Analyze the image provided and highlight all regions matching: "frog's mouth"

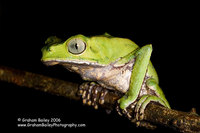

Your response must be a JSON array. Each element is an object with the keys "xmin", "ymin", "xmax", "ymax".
[{"xmin": 42, "ymin": 59, "xmax": 103, "ymax": 67}]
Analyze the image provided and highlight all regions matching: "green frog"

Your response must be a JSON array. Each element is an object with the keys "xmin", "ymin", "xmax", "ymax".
[{"xmin": 41, "ymin": 33, "xmax": 170, "ymax": 121}]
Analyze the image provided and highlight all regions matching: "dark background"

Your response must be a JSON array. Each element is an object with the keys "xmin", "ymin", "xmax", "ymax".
[{"xmin": 0, "ymin": 1, "xmax": 199, "ymax": 132}]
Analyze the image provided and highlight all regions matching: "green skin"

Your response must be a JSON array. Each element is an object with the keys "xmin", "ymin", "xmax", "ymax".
[{"xmin": 41, "ymin": 33, "xmax": 170, "ymax": 120}]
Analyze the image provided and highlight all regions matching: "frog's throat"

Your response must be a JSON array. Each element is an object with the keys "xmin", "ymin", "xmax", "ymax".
[
  {"xmin": 63, "ymin": 59, "xmax": 135, "ymax": 93},
  {"xmin": 42, "ymin": 58, "xmax": 135, "ymax": 93}
]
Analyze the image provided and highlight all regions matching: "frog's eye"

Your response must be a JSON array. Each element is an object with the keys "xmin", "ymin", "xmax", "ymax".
[{"xmin": 67, "ymin": 38, "xmax": 86, "ymax": 54}]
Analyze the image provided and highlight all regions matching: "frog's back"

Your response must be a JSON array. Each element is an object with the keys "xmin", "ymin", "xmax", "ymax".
[{"xmin": 89, "ymin": 36, "xmax": 139, "ymax": 62}]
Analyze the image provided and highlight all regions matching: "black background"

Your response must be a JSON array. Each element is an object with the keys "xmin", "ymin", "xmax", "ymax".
[{"xmin": 0, "ymin": 1, "xmax": 199, "ymax": 132}]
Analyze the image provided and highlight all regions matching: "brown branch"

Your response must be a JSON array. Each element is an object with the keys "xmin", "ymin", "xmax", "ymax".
[{"xmin": 0, "ymin": 66, "xmax": 199, "ymax": 133}]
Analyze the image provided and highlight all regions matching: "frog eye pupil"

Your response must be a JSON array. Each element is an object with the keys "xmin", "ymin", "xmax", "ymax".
[
  {"xmin": 68, "ymin": 38, "xmax": 86, "ymax": 54},
  {"xmin": 75, "ymin": 43, "xmax": 78, "ymax": 50}
]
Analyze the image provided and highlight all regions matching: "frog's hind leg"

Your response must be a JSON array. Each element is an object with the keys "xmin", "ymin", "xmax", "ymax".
[
  {"xmin": 135, "ymin": 95, "xmax": 167, "ymax": 121},
  {"xmin": 135, "ymin": 78, "xmax": 170, "ymax": 121},
  {"xmin": 78, "ymin": 82, "xmax": 108, "ymax": 109},
  {"xmin": 146, "ymin": 78, "xmax": 170, "ymax": 109}
]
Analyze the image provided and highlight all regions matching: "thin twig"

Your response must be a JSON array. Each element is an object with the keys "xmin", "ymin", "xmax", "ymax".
[{"xmin": 0, "ymin": 66, "xmax": 199, "ymax": 133}]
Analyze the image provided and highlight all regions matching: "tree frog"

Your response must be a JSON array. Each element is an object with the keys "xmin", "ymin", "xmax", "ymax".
[{"xmin": 41, "ymin": 33, "xmax": 170, "ymax": 121}]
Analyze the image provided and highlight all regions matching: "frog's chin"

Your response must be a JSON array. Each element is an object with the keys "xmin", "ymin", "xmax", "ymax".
[{"xmin": 42, "ymin": 61, "xmax": 59, "ymax": 66}]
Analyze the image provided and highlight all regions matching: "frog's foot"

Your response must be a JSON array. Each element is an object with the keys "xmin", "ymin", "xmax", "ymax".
[
  {"xmin": 116, "ymin": 96, "xmax": 158, "ymax": 129},
  {"xmin": 116, "ymin": 102, "xmax": 136, "ymax": 120},
  {"xmin": 78, "ymin": 82, "xmax": 108, "ymax": 109},
  {"xmin": 135, "ymin": 95, "xmax": 167, "ymax": 121}
]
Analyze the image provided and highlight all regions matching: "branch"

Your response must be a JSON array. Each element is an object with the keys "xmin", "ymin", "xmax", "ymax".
[{"xmin": 0, "ymin": 66, "xmax": 199, "ymax": 133}]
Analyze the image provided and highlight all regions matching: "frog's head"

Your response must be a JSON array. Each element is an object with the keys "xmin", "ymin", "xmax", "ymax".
[{"xmin": 41, "ymin": 34, "xmax": 112, "ymax": 67}]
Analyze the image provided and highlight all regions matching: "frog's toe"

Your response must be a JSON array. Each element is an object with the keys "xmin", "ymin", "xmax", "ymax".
[
  {"xmin": 135, "ymin": 95, "xmax": 149, "ymax": 120},
  {"xmin": 136, "ymin": 95, "xmax": 168, "ymax": 121},
  {"xmin": 116, "ymin": 102, "xmax": 136, "ymax": 120},
  {"xmin": 78, "ymin": 82, "xmax": 108, "ymax": 110},
  {"xmin": 118, "ymin": 107, "xmax": 132, "ymax": 119},
  {"xmin": 136, "ymin": 111, "xmax": 145, "ymax": 121},
  {"xmin": 116, "ymin": 105, "xmax": 123, "ymax": 116}
]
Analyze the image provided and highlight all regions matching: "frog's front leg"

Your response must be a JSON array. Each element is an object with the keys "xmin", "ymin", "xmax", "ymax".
[
  {"xmin": 119, "ymin": 44, "xmax": 153, "ymax": 110},
  {"xmin": 78, "ymin": 82, "xmax": 108, "ymax": 109}
]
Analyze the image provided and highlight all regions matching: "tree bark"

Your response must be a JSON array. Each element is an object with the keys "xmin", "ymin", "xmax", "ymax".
[{"xmin": 0, "ymin": 66, "xmax": 199, "ymax": 133}]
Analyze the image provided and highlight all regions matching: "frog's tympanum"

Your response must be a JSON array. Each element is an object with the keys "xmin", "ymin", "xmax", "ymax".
[{"xmin": 41, "ymin": 33, "xmax": 170, "ymax": 122}]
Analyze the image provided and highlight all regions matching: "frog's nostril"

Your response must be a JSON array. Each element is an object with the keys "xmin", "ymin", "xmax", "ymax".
[
  {"xmin": 45, "ymin": 45, "xmax": 52, "ymax": 52},
  {"xmin": 47, "ymin": 48, "xmax": 51, "ymax": 51}
]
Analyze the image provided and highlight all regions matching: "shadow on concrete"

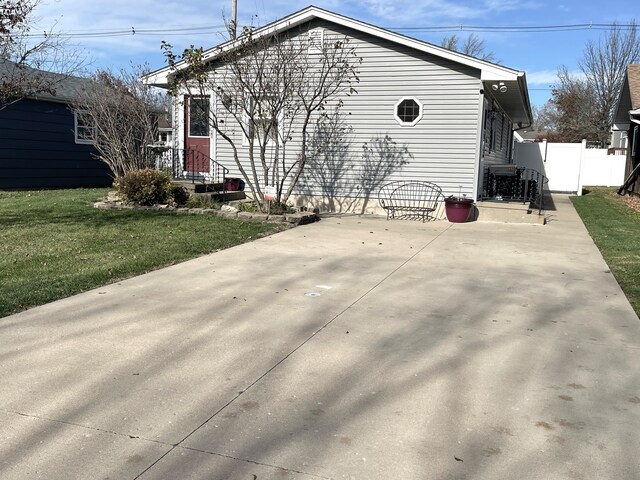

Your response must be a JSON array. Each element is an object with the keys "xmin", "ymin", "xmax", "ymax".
[{"xmin": 2, "ymin": 214, "xmax": 639, "ymax": 479}]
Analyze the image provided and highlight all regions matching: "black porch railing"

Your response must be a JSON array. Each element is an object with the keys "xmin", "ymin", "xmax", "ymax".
[
  {"xmin": 484, "ymin": 165, "xmax": 549, "ymax": 215},
  {"xmin": 152, "ymin": 147, "xmax": 229, "ymax": 185}
]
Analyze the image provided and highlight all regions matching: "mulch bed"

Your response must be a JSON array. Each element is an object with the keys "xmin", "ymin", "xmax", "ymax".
[{"xmin": 622, "ymin": 193, "xmax": 640, "ymax": 213}]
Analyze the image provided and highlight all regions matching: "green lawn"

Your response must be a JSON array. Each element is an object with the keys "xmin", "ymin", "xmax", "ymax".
[
  {"xmin": 571, "ymin": 187, "xmax": 640, "ymax": 316},
  {"xmin": 0, "ymin": 189, "xmax": 287, "ymax": 318}
]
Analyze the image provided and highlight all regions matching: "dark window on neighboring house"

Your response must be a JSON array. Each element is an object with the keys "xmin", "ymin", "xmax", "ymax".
[
  {"xmin": 394, "ymin": 97, "xmax": 422, "ymax": 126},
  {"xmin": 74, "ymin": 110, "xmax": 96, "ymax": 144},
  {"xmin": 189, "ymin": 97, "xmax": 210, "ymax": 137}
]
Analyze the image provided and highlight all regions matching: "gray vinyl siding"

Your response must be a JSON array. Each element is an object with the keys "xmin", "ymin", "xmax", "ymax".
[{"xmin": 209, "ymin": 20, "xmax": 483, "ymax": 199}]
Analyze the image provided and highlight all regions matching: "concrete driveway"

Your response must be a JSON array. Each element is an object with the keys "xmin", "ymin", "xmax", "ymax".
[{"xmin": 1, "ymin": 195, "xmax": 639, "ymax": 479}]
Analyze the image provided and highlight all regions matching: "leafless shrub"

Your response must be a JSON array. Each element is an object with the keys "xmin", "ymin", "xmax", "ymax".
[{"xmin": 75, "ymin": 67, "xmax": 165, "ymax": 178}]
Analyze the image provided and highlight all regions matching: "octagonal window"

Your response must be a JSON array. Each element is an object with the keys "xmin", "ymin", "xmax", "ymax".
[{"xmin": 394, "ymin": 97, "xmax": 423, "ymax": 126}]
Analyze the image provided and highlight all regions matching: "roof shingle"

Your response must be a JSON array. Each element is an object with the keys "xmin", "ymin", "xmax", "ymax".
[{"xmin": 628, "ymin": 64, "xmax": 640, "ymax": 110}]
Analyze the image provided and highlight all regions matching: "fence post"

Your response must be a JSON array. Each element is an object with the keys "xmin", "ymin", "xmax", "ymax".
[{"xmin": 576, "ymin": 139, "xmax": 587, "ymax": 196}]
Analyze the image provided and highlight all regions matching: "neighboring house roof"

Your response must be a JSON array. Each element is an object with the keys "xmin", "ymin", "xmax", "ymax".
[
  {"xmin": 614, "ymin": 64, "xmax": 640, "ymax": 127},
  {"xmin": 628, "ymin": 64, "xmax": 640, "ymax": 110},
  {"xmin": 157, "ymin": 114, "xmax": 172, "ymax": 130},
  {"xmin": 143, "ymin": 5, "xmax": 532, "ymax": 126},
  {"xmin": 514, "ymin": 129, "xmax": 541, "ymax": 142},
  {"xmin": 0, "ymin": 59, "xmax": 92, "ymax": 104}
]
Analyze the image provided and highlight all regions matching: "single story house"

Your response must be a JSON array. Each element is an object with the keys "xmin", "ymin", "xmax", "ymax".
[
  {"xmin": 0, "ymin": 61, "xmax": 112, "ymax": 189},
  {"xmin": 614, "ymin": 64, "xmax": 640, "ymax": 196},
  {"xmin": 144, "ymin": 6, "xmax": 532, "ymax": 211}
]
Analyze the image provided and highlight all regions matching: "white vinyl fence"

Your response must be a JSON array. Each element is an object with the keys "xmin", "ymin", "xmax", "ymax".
[{"xmin": 514, "ymin": 140, "xmax": 626, "ymax": 195}]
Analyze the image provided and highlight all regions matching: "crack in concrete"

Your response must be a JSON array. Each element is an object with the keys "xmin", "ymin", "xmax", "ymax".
[
  {"xmin": 3, "ymin": 408, "xmax": 170, "ymax": 446},
  {"xmin": 177, "ymin": 445, "xmax": 334, "ymax": 479}
]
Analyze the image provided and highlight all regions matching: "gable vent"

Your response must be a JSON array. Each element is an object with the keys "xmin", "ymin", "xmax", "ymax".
[{"xmin": 308, "ymin": 28, "xmax": 324, "ymax": 54}]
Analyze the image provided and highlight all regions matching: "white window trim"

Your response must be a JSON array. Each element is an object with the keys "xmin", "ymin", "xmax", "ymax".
[
  {"xmin": 74, "ymin": 110, "xmax": 96, "ymax": 145},
  {"xmin": 393, "ymin": 96, "xmax": 423, "ymax": 127}
]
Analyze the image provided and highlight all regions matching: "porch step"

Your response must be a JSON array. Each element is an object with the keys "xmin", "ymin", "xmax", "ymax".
[
  {"xmin": 473, "ymin": 200, "xmax": 546, "ymax": 224},
  {"xmin": 214, "ymin": 191, "xmax": 246, "ymax": 202},
  {"xmin": 174, "ymin": 181, "xmax": 225, "ymax": 193},
  {"xmin": 192, "ymin": 191, "xmax": 247, "ymax": 202}
]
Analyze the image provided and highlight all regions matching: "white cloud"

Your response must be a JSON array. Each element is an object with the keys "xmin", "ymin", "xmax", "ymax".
[
  {"xmin": 526, "ymin": 68, "xmax": 587, "ymax": 86},
  {"xmin": 28, "ymin": 0, "xmax": 553, "ymax": 75},
  {"xmin": 361, "ymin": 0, "xmax": 484, "ymax": 23},
  {"xmin": 356, "ymin": 0, "xmax": 541, "ymax": 25},
  {"xmin": 29, "ymin": 0, "xmax": 236, "ymax": 69},
  {"xmin": 526, "ymin": 70, "xmax": 559, "ymax": 86}
]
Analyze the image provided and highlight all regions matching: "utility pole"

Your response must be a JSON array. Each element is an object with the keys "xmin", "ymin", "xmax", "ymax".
[{"xmin": 229, "ymin": 0, "xmax": 237, "ymax": 40}]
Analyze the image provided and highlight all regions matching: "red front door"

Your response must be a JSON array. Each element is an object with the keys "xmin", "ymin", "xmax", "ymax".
[{"xmin": 185, "ymin": 95, "xmax": 211, "ymax": 173}]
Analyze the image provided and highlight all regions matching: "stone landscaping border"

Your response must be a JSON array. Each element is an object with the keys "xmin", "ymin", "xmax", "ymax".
[{"xmin": 93, "ymin": 194, "xmax": 320, "ymax": 226}]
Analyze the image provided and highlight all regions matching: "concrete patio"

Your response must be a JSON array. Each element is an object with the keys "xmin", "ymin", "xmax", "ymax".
[{"xmin": 1, "ymin": 195, "xmax": 639, "ymax": 479}]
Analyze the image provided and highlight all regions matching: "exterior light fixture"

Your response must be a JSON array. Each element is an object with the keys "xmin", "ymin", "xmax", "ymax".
[{"xmin": 491, "ymin": 82, "xmax": 508, "ymax": 93}]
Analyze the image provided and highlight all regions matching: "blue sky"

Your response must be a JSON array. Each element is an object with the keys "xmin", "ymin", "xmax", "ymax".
[{"xmin": 32, "ymin": 0, "xmax": 631, "ymax": 107}]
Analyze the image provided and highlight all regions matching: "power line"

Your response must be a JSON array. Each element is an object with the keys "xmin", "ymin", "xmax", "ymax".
[
  {"xmin": 393, "ymin": 23, "xmax": 638, "ymax": 33},
  {"xmin": 20, "ymin": 21, "xmax": 637, "ymax": 39},
  {"xmin": 22, "ymin": 25, "xmax": 227, "ymax": 39}
]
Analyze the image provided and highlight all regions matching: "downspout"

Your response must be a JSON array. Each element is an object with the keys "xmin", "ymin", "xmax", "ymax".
[
  {"xmin": 516, "ymin": 73, "xmax": 533, "ymax": 131},
  {"xmin": 473, "ymin": 87, "xmax": 486, "ymax": 200}
]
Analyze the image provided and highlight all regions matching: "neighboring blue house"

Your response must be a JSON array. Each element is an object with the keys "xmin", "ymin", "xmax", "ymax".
[{"xmin": 0, "ymin": 62, "xmax": 112, "ymax": 189}]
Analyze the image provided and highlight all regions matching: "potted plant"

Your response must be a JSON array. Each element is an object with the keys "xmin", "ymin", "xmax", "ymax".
[{"xmin": 444, "ymin": 190, "xmax": 474, "ymax": 223}]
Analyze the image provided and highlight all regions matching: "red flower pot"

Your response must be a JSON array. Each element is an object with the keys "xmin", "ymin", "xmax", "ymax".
[{"xmin": 444, "ymin": 197, "xmax": 474, "ymax": 223}]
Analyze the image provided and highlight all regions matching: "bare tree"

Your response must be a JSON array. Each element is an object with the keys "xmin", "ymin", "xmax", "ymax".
[
  {"xmin": 545, "ymin": 66, "xmax": 599, "ymax": 143},
  {"xmin": 161, "ymin": 24, "xmax": 361, "ymax": 209},
  {"xmin": 531, "ymin": 102, "xmax": 556, "ymax": 136},
  {"xmin": 75, "ymin": 67, "xmax": 164, "ymax": 177},
  {"xmin": 440, "ymin": 33, "xmax": 497, "ymax": 62},
  {"xmin": 579, "ymin": 20, "xmax": 640, "ymax": 146},
  {"xmin": 0, "ymin": 0, "xmax": 85, "ymax": 109}
]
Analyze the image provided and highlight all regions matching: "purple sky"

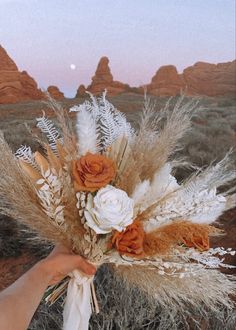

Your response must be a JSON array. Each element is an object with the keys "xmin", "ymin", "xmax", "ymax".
[{"xmin": 0, "ymin": 0, "xmax": 235, "ymax": 97}]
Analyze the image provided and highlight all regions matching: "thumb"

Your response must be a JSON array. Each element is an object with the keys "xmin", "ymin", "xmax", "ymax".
[{"xmin": 70, "ymin": 255, "xmax": 96, "ymax": 276}]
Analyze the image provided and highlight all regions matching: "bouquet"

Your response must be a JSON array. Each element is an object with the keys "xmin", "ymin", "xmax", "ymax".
[{"xmin": 0, "ymin": 92, "xmax": 235, "ymax": 329}]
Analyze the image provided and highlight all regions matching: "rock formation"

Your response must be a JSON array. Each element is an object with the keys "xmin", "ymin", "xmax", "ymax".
[
  {"xmin": 0, "ymin": 45, "xmax": 44, "ymax": 104},
  {"xmin": 76, "ymin": 84, "xmax": 87, "ymax": 97},
  {"xmin": 147, "ymin": 65, "xmax": 184, "ymax": 96},
  {"xmin": 146, "ymin": 60, "xmax": 236, "ymax": 97},
  {"xmin": 47, "ymin": 85, "xmax": 64, "ymax": 100},
  {"xmin": 86, "ymin": 57, "xmax": 131, "ymax": 96},
  {"xmin": 83, "ymin": 57, "xmax": 235, "ymax": 98},
  {"xmin": 182, "ymin": 61, "xmax": 236, "ymax": 96},
  {"xmin": 1, "ymin": 44, "xmax": 234, "ymax": 103}
]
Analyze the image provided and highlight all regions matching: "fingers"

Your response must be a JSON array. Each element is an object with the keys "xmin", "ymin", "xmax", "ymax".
[
  {"xmin": 49, "ymin": 245, "xmax": 97, "ymax": 276},
  {"xmin": 73, "ymin": 255, "xmax": 96, "ymax": 275}
]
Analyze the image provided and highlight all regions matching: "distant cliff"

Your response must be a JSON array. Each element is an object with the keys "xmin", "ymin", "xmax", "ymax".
[
  {"xmin": 77, "ymin": 57, "xmax": 236, "ymax": 97},
  {"xmin": 0, "ymin": 45, "xmax": 44, "ymax": 104},
  {"xmin": 0, "ymin": 45, "xmax": 235, "ymax": 104}
]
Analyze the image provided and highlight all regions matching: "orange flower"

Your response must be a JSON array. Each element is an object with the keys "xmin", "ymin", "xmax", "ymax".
[
  {"xmin": 112, "ymin": 221, "xmax": 146, "ymax": 258},
  {"xmin": 72, "ymin": 152, "xmax": 116, "ymax": 192}
]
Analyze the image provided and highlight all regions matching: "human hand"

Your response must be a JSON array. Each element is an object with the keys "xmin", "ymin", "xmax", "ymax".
[{"xmin": 37, "ymin": 245, "xmax": 96, "ymax": 285}]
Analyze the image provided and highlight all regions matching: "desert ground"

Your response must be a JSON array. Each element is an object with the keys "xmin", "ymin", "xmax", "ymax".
[{"xmin": 0, "ymin": 93, "xmax": 236, "ymax": 329}]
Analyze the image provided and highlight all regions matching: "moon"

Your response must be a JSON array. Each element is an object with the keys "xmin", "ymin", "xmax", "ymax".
[{"xmin": 70, "ymin": 64, "xmax": 76, "ymax": 70}]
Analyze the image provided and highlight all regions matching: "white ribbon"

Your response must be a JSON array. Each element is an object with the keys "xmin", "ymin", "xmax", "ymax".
[{"xmin": 63, "ymin": 270, "xmax": 94, "ymax": 330}]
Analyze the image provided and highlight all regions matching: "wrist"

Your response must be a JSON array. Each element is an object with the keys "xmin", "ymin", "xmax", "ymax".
[{"xmin": 34, "ymin": 260, "xmax": 54, "ymax": 286}]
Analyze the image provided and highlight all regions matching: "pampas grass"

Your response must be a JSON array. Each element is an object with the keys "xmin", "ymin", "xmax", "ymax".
[
  {"xmin": 114, "ymin": 265, "xmax": 236, "ymax": 329},
  {"xmin": 0, "ymin": 132, "xmax": 70, "ymax": 247},
  {"xmin": 133, "ymin": 96, "xmax": 198, "ymax": 179},
  {"xmin": 118, "ymin": 96, "xmax": 199, "ymax": 195}
]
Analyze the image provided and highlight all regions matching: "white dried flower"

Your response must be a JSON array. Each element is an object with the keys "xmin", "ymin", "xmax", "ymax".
[{"xmin": 84, "ymin": 185, "xmax": 134, "ymax": 234}]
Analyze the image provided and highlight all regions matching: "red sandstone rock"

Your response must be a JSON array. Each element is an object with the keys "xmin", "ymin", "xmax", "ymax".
[
  {"xmin": 76, "ymin": 84, "xmax": 87, "ymax": 97},
  {"xmin": 182, "ymin": 61, "xmax": 236, "ymax": 96},
  {"xmin": 146, "ymin": 60, "xmax": 236, "ymax": 97},
  {"xmin": 0, "ymin": 46, "xmax": 17, "ymax": 71},
  {"xmin": 47, "ymin": 85, "xmax": 64, "ymax": 100},
  {"xmin": 0, "ymin": 45, "xmax": 44, "ymax": 104},
  {"xmin": 86, "ymin": 57, "xmax": 235, "ymax": 98},
  {"xmin": 86, "ymin": 57, "xmax": 132, "ymax": 96},
  {"xmin": 147, "ymin": 65, "xmax": 185, "ymax": 96}
]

# Description of the task
Across all the records above, find each line with "roof" in it and copy it.

# Solution for this exercise
Analyze the image provided and highlight all regions matching: "roof shingle"
Analyze the image provided and highlight all regions matching: "neighboring house roof"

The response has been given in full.